(Problemas y tareas)
1. Según el texto, ¿qué era la religión antigua para los padres de la Iglesia?
2. Resume el texto en dos oraciones.
3. Enumera, por favor, todas las religiones que el texto menciona por su nombre.

(Texto propuesto)
__________

Con la aparición del cristianismo comenzaron los conflictos religiosos
La respuesta es obvia. Porque desde
sus inicios el cristianismo fue construyéndose contra las religiones
clásicas, relegándolas al territorio de la falsedad y el error. Y el cristianismo no sólo sigue estando muy vivo, a diferencia de las religiones antiguas, sino que se ha ganado el papel de religión dominante en muchos lugares del mundo
y, sobre todo, ha modelado también con su horma buena parte de la
percepción cultural de quienes han dejado de ser cristianos o no lo han
sido nunca pero forman parte de una civilización poscristiana. De esta
manera se ha eclipsado el hecho de que la religión antigua no es
simplemente un batiburrillo de mentiras, como pretendían los padres de
la Iglesia, o un fascinante repertorio de relatos “mitológicos” como
mucho, sino otra religión o, mejor dicho, una religión, en la misma
medida en la que lo son el cristianismo, el sintoísmo o el islam. Una
religión de la que podemos seguir extrayendo aspectos de reflexión —al
igual que pueden extraerse de otras creaciones del mundo clásico, como
la filosofía o el arte— y, señaladamente, reflexiones que pueden
ayudarnos a hacer frente a algunos de los graves problemas del mundo
contemporáneo: sacándonos de los “cauces mentales” a los que 2.000 años de monoteísmo nos han acostumbrado, consciente o inconscientemente.

__________

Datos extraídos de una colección
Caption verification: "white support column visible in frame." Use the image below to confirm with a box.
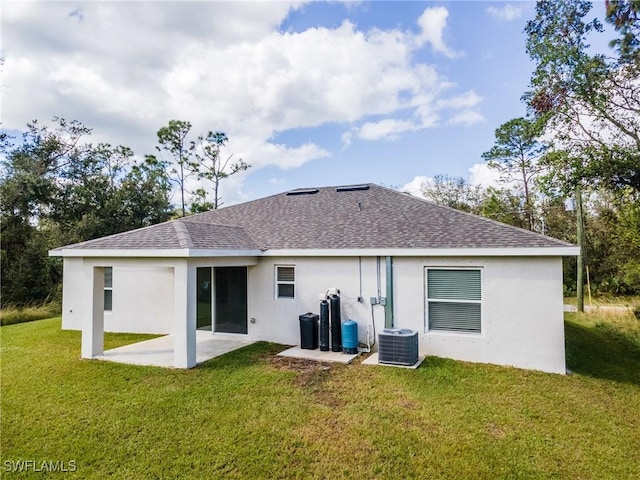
[82,267,104,358]
[173,260,196,368]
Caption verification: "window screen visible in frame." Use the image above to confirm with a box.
[427,268,482,333]
[276,265,296,298]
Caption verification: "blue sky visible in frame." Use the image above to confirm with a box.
[2,1,616,204]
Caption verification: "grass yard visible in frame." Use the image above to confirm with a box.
[0,314,640,480]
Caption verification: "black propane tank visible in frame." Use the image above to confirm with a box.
[320,300,329,352]
[329,295,342,352]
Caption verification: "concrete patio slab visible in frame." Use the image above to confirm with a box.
[362,352,425,370]
[278,347,359,363]
[94,330,254,367]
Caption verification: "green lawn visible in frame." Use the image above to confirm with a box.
[0,314,640,479]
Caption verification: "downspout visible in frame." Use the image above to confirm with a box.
[384,257,394,328]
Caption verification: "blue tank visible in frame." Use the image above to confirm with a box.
[342,320,358,354]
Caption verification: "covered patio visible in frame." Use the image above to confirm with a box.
[93,330,254,367]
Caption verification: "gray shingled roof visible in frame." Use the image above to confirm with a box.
[56,184,572,250]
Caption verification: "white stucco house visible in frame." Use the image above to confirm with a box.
[50,184,579,373]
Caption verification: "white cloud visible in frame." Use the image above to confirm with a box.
[356,118,420,140]
[447,110,484,126]
[399,175,433,198]
[417,7,460,58]
[486,3,524,22]
[2,1,480,198]
[469,162,504,188]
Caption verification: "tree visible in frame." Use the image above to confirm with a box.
[156,120,197,217]
[422,175,526,228]
[523,0,640,191]
[606,0,640,64]
[482,117,547,230]
[0,118,171,305]
[421,175,482,214]
[196,132,251,209]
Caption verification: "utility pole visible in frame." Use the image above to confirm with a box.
[576,185,585,312]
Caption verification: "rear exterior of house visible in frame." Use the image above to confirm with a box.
[52,185,577,373]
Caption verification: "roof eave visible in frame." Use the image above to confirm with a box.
[49,246,580,258]
[49,248,262,258]
[261,249,580,257]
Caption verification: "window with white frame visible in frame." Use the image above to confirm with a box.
[104,267,113,312]
[276,265,296,298]
[425,268,482,333]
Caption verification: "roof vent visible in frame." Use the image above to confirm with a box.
[287,188,319,195]
[336,185,369,192]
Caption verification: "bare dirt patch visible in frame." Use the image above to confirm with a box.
[267,355,343,407]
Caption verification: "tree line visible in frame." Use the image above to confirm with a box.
[0,118,249,306]
[423,0,640,294]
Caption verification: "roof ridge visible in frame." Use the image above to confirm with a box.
[184,219,246,230]
[173,220,193,248]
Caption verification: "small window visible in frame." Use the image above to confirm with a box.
[104,267,113,312]
[426,268,482,333]
[276,265,296,298]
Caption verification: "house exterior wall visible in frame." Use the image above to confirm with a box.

__________

(Soluciones)
1. Un batiburrillo de mentiras.

2. Desde sus inicios, el cristianismo se construyó contra las religiones clásicas y las relegó a la falsedad y el error. Su dominio ha eclipsado que la religión antigua es una religión en la misma medida que el cristianismo, el sintoísmo o el islam, y de ella aún pueden extraerse reflexiones que ayuden a afrontar graves problemas del mundo contemporáneo, sacándonos de los "cauces mentales" de 2.000 años de monoteísmo.

3. El cristianismo, el sintoísmo y el islam.